## [Instructions for the task]
Extract every line of the records below that contains the string "give", copying each one in full.

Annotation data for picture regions
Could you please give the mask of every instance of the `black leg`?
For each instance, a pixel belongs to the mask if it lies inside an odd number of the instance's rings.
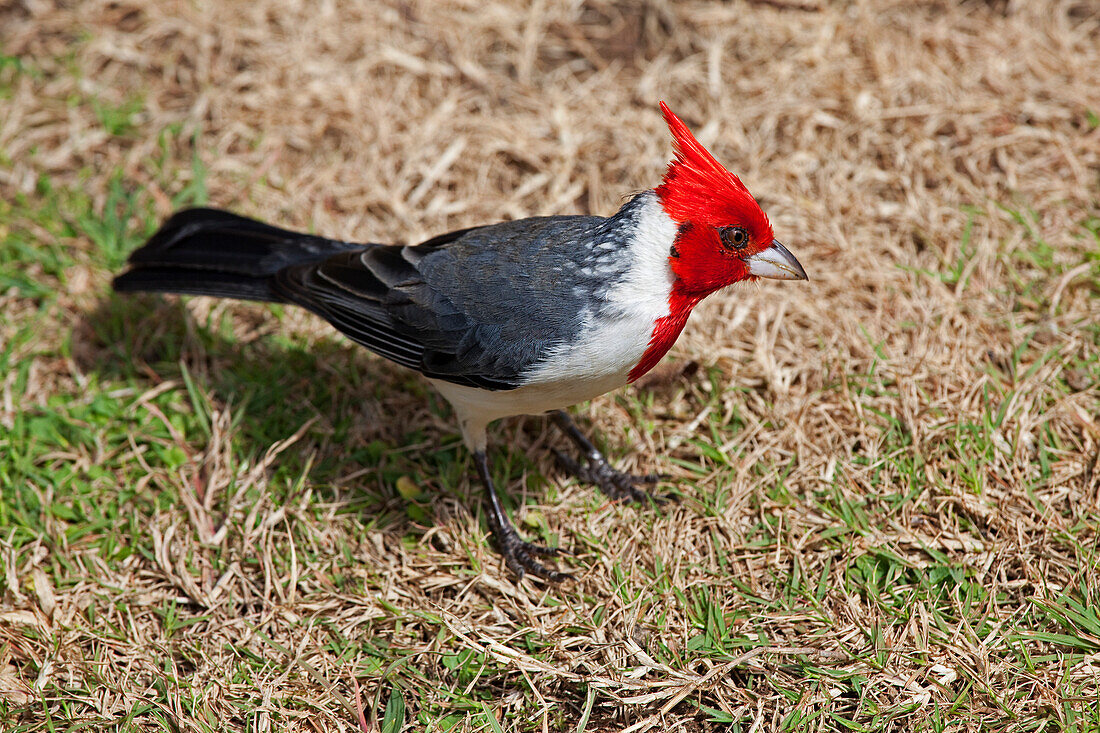
[[[508,568],[520,578],[528,572],[551,582],[560,582],[571,578],[572,576],[568,572],[551,570],[536,559],[537,556],[553,557],[560,555],[561,549],[532,545],[519,537],[516,527],[513,526],[508,515],[504,513],[504,506],[501,505],[501,497],[497,496],[493,478],[488,473],[488,459],[486,459],[484,451],[474,451],[474,463],[477,464],[477,474],[481,477],[482,483],[485,484],[487,493],[488,528],[493,533],[493,537],[496,538],[496,544],[499,545],[501,554]]]
[[[594,483],[600,488],[600,491],[604,492],[610,499],[615,501],[631,501],[631,502],[645,502],[653,500],[657,502],[662,501],[661,499],[653,496],[652,494],[642,491],[637,488],[639,483],[657,483],[661,480],[661,475],[657,473],[648,473],[645,475],[635,475],[632,473],[624,473],[615,469],[604,457],[600,449],[597,449],[592,441],[584,437],[580,428],[573,422],[568,414],[560,409],[556,409],[550,413],[550,418],[554,424],[562,429],[562,431],[576,444],[576,447],[581,449],[584,453],[585,464],[581,466],[572,458],[556,450],[554,455],[558,457],[558,461],[565,468],[566,471],[578,477],[582,481],[587,481]]]

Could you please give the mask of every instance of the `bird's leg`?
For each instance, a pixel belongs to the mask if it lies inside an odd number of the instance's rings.
[[[572,576],[568,572],[551,570],[536,559],[539,556],[560,555],[561,549],[532,545],[519,537],[516,527],[513,526],[508,515],[504,513],[501,497],[497,495],[493,478],[488,473],[488,459],[485,457],[484,450],[474,451],[474,463],[477,464],[477,474],[485,484],[487,493],[488,528],[493,533],[493,537],[496,538],[496,544],[501,547],[501,555],[504,556],[508,568],[520,578],[528,572],[551,582],[560,582],[571,578]]]
[[[573,442],[576,444],[576,447],[581,449],[581,452],[584,453],[585,463],[584,466],[581,466],[565,453],[560,450],[556,450],[554,455],[558,457],[559,462],[561,462],[566,471],[582,481],[596,484],[600,488],[600,491],[604,492],[607,496],[615,501],[661,501],[657,496],[653,496],[649,492],[642,491],[637,486],[639,483],[657,483],[662,478],[660,474],[647,473],[644,475],[636,475],[634,473],[625,473],[617,470],[607,461],[607,458],[600,452],[600,449],[592,445],[591,440],[584,437],[581,429],[576,427],[576,423],[574,423],[573,418],[565,412],[556,409],[550,413],[550,418],[565,435],[570,437]]]

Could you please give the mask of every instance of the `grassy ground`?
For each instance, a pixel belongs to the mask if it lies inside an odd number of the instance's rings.
[[[493,433],[293,309],[117,297],[174,208],[413,241],[609,212],[666,99],[806,286]],[[0,6],[0,729],[1100,729],[1089,2]]]

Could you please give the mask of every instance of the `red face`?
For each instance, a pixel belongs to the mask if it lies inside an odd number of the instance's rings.
[[[743,280],[774,276],[755,272],[751,261],[776,244],[768,216],[745,184],[714,160],[664,102],[661,109],[676,158],[657,195],[679,225],[669,253],[678,287],[697,299]]]

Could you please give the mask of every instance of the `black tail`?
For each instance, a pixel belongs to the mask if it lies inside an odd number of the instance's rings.
[[[277,272],[361,248],[229,211],[187,209],[130,255],[130,270],[114,278],[114,289],[278,303],[283,298],[272,288]]]

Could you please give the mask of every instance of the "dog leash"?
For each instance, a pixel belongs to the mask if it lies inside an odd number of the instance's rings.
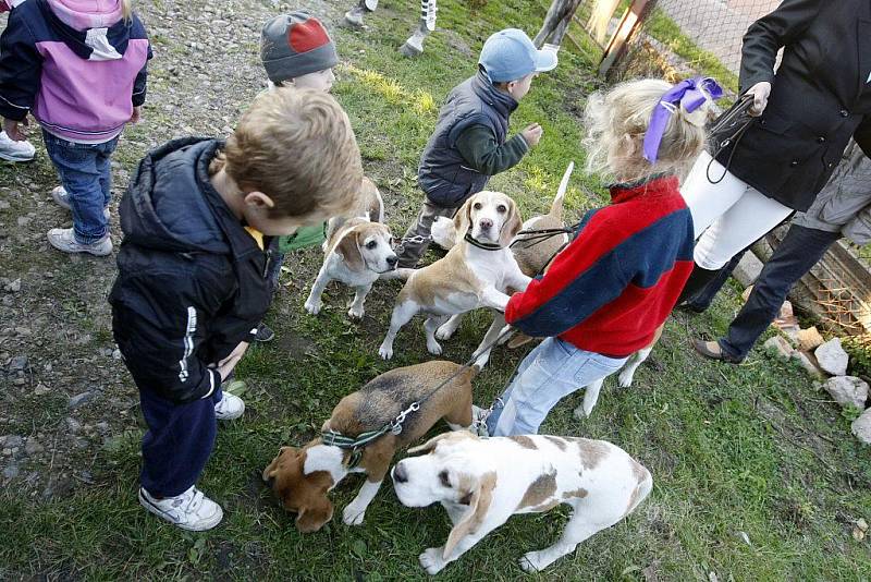
[[[424,403],[426,403],[430,398],[436,396],[436,393],[439,390],[441,390],[444,386],[446,386],[451,380],[453,380],[454,378],[456,378],[457,376],[459,376],[461,374],[463,374],[467,369],[471,368],[473,365],[475,364],[475,361],[478,359],[478,356],[481,353],[493,349],[502,340],[502,338],[506,334],[508,334],[510,331],[512,331],[512,327],[511,326],[505,326],[505,329],[503,329],[492,342],[490,342],[488,345],[486,345],[482,350],[475,350],[475,353],[471,354],[471,357],[469,359],[469,361],[466,362],[465,364],[463,364],[462,366],[459,366],[456,369],[456,372],[454,372],[453,374],[447,376],[447,378],[445,378],[444,380],[439,383],[439,385],[436,386],[432,390],[430,390],[427,393],[427,396],[425,396],[424,398],[421,398],[419,400],[415,400],[414,402],[412,402],[408,405],[408,408],[406,408],[405,410],[400,412],[392,421],[390,421],[389,423],[384,424],[380,428],[377,428],[375,431],[367,431],[365,433],[360,433],[359,435],[357,435],[355,437],[349,437],[347,435],[343,435],[342,433],[339,433],[339,432],[332,431],[332,429],[323,431],[323,432],[321,432],[321,435],[320,435],[321,436],[321,440],[323,440],[324,445],[332,446],[332,447],[339,447],[340,449],[351,450],[351,456],[348,457],[347,468],[348,468],[348,470],[356,469],[357,465],[359,464],[360,460],[363,459],[363,449],[367,445],[369,445],[373,440],[377,440],[377,439],[381,438],[382,436],[387,435],[388,433],[391,433],[391,434],[393,434],[395,436],[401,435],[402,431],[403,431],[403,424],[405,423],[405,421],[406,421],[406,419],[408,417],[409,414],[414,414],[415,412],[419,411],[420,407]],[[495,403],[493,405],[495,405]],[[490,412],[492,412],[492,410],[493,410],[493,407],[490,407]],[[473,424],[475,424],[475,420],[474,419],[473,419]]]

## [Task response]
Could you please give the mask of every instance of the `black leg`?
Could you please give the mask of every instance of the `bird's leg`?
Could you please give the mask of every instance of the `grassy ground`?
Could you please give the mask of every instance of the `red face`?
Could you please give the mask of every instance of the `black tail`?
Could you please give the mask of every instance of the "dog leash"?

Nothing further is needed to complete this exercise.